▶ _MATERIALS PROVIDED_

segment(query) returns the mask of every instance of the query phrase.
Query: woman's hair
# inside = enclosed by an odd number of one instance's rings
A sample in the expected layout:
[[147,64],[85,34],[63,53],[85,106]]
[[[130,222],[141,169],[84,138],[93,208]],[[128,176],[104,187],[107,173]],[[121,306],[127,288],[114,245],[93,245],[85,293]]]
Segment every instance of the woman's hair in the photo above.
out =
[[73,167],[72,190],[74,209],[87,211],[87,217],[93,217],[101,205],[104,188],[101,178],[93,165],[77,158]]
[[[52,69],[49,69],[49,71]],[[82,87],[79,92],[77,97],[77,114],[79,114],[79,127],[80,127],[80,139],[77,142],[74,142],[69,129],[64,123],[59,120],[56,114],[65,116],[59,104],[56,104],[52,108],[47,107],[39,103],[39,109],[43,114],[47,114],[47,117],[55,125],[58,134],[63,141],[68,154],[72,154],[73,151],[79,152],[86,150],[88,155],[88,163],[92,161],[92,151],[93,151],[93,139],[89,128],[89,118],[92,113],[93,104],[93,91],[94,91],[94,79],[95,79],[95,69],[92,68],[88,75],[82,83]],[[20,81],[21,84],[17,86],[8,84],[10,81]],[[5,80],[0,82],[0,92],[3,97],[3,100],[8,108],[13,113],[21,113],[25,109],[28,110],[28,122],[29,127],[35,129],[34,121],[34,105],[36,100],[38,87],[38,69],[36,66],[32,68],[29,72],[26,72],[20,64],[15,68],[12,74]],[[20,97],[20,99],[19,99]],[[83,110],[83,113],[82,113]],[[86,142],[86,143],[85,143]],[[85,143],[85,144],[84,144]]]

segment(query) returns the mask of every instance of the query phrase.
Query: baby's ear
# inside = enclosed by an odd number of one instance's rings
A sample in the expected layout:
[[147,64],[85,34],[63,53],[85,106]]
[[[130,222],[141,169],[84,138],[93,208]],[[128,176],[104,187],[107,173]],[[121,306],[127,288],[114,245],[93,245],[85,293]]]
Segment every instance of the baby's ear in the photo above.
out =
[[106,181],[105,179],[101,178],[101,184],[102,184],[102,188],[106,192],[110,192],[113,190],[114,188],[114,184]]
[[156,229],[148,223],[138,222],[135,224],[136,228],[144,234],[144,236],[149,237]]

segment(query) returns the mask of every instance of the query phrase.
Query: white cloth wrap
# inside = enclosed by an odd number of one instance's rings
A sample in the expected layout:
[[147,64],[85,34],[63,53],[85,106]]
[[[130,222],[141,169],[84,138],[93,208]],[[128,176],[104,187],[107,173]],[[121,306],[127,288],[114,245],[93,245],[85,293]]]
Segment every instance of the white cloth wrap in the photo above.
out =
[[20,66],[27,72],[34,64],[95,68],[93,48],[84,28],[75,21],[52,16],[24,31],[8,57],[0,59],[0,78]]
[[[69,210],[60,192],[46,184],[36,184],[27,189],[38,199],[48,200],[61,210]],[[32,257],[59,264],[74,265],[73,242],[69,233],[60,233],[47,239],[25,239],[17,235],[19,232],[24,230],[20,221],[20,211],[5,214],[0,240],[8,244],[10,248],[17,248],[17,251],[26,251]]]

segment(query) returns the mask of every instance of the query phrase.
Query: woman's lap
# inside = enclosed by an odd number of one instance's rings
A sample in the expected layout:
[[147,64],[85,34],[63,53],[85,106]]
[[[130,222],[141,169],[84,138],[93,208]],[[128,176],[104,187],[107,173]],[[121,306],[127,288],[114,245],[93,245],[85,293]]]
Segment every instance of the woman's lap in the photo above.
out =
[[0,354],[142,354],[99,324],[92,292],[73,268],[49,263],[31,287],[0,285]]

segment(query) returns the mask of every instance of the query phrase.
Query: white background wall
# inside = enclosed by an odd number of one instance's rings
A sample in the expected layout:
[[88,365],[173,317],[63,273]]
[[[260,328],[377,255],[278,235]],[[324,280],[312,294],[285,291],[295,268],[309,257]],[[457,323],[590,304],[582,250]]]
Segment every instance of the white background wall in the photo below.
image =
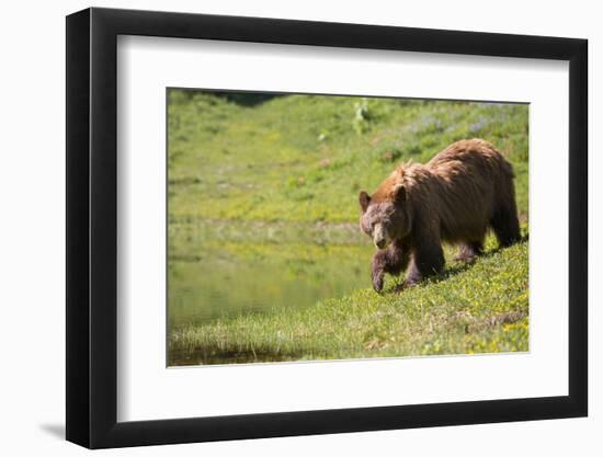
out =
[[[260,15],[433,28],[583,37],[590,41],[590,418],[109,450],[104,455],[595,456],[603,452],[603,324],[599,278],[603,165],[595,132],[603,95],[598,2],[137,0],[96,7]],[[65,430],[65,15],[84,1],[5,2],[0,22],[0,449],[81,455]],[[554,196],[551,196],[554,197]],[[599,206],[599,208],[595,208]],[[551,285],[555,284],[551,278]],[[599,433],[596,433],[599,432]]]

▶ _EXERCISE INSTRUCTIONS_
Transcribe all the records above word for word, without their images.

▶ _TASK ANSWER_
segment(query) returns the mask of every instance of the query phrase.
Query: woman's hair
# inside = enclosed by an odd number of one instance's rings
A sample in the expected layout:
[[147,64],[85,34],[63,53],[85,106]]
[[[130,222],[141,169],[84,138],[93,208]],[[128,176],[104,187],[107,173]],[[121,306],[127,288],[114,245],[93,245],[85,293]]]
Segment every instance of the woman's hair in the photo above.
out =
[[73,167],[72,190],[74,209],[87,211],[87,217],[93,217],[101,205],[104,188],[101,178],[93,165],[77,158]]
[[[52,69],[49,69],[49,71]],[[82,87],[79,92],[77,97],[77,114],[79,114],[79,127],[80,127],[80,139],[77,142],[74,142],[69,129],[64,123],[59,120],[56,114],[65,116],[59,104],[56,104],[52,108],[47,107],[39,103],[39,109],[43,114],[47,114],[47,117],[55,125],[58,134],[63,141],[68,154],[72,154],[73,151],[79,152],[86,150],[88,155],[88,163],[92,161],[92,151],[93,151],[93,139],[89,128],[89,118],[92,113],[93,104],[93,91],[94,91],[94,79],[95,79],[95,69],[92,68],[88,75],[82,83]],[[20,81],[21,84],[17,86],[8,84],[10,81]],[[5,80],[0,82],[0,92],[3,97],[3,100],[8,108],[13,113],[21,113],[25,109],[28,110],[28,122],[29,127],[35,129],[34,121],[34,105],[36,100],[38,87],[38,69],[36,66],[32,68],[29,72],[26,72],[20,64],[15,68],[12,74]],[[20,97],[20,99],[19,99]],[[83,110],[83,113],[82,113]],[[86,142],[86,143],[85,143]],[[85,143],[85,144],[84,144]]]

segment(query) returns the mask of every instance of the query phrase.
Query: baby's ear
# inside = enclosed by an odd number of one instance's rings
A sample in the expected layout:
[[147,64],[85,34],[63,53],[85,106]]
[[[130,222],[141,169],[84,138],[93,208]],[[128,176],[104,187],[107,173]],[[121,306],[127,288],[114,245],[93,245],[85,293]]]
Segment every instance of the baby's ear in the photo above.
out =
[[106,181],[105,179],[101,178],[101,184],[102,184],[102,188],[106,192],[110,192],[113,190],[114,188],[114,184]]
[[156,229],[148,223],[138,222],[135,224],[136,228],[144,234],[144,236],[149,237]]

segment(query) returns the mask of every instance of the query phrase.
Query: white cloth wrap
# inside = enclosed by an odd number of one instance's rings
A sample in the expected layout:
[[147,64],[85,34],[63,53],[85,106]]
[[[130,222],[141,169],[84,138],[93,208]],[[128,176],[104,187],[107,173]],[[121,306],[127,288],[114,245],[93,245],[85,293]]]
Segment every instance of the white cloth wrap in the photo above.
out =
[[20,66],[27,72],[34,64],[95,68],[93,48],[84,28],[75,21],[52,16],[24,31],[8,57],[0,59],[0,78]]
[[[69,210],[60,192],[46,184],[36,184],[27,189],[38,199],[48,200],[61,210]],[[32,257],[59,264],[74,265],[73,242],[69,233],[60,233],[47,239],[25,239],[17,235],[19,232],[24,230],[20,221],[20,211],[5,214],[0,240],[8,244],[10,248],[17,248],[17,251],[26,251]]]

segment(query) returns the mask of every instance of the query phrase.
Query: woman's lap
# inside = enclosed by an odd number of one instance's rings
A sample in the expected layout:
[[147,64],[85,34],[63,53],[85,106]]
[[[130,222],[141,169],[84,138],[93,208]],[[128,176],[104,187],[107,173]],[[121,306],[127,288],[114,245],[93,245],[85,293]]]
Segment every instance of the woman's lap in the photo above.
out =
[[0,354],[142,354],[99,324],[92,292],[73,268],[49,263],[31,287],[0,285]]

segment(query) returns the mask of every instance of the query phrase.
Query: white background wall
# inside = enclosed by an odd number of one instance's rings
A sample in the expected layout:
[[88,365],[173,317],[63,273]]
[[[260,328],[377,255],[278,235]],[[324,280],[312,294],[285,291],[295,268],[309,257]],[[457,323],[590,304],[582,250]]]
Segment every instance of the white background wall in the photo below.
image =
out =
[[[260,15],[433,28],[583,37],[590,41],[590,418],[109,450],[104,455],[595,456],[603,452],[603,324],[599,278],[603,165],[595,132],[603,95],[598,2],[137,0],[96,7]],[[65,430],[65,15],[84,1],[5,2],[0,22],[0,449],[81,455]],[[554,196],[551,196],[554,197]],[[599,206],[599,208],[595,208]],[[551,285],[555,284],[551,278]],[[599,433],[596,433],[599,432]]]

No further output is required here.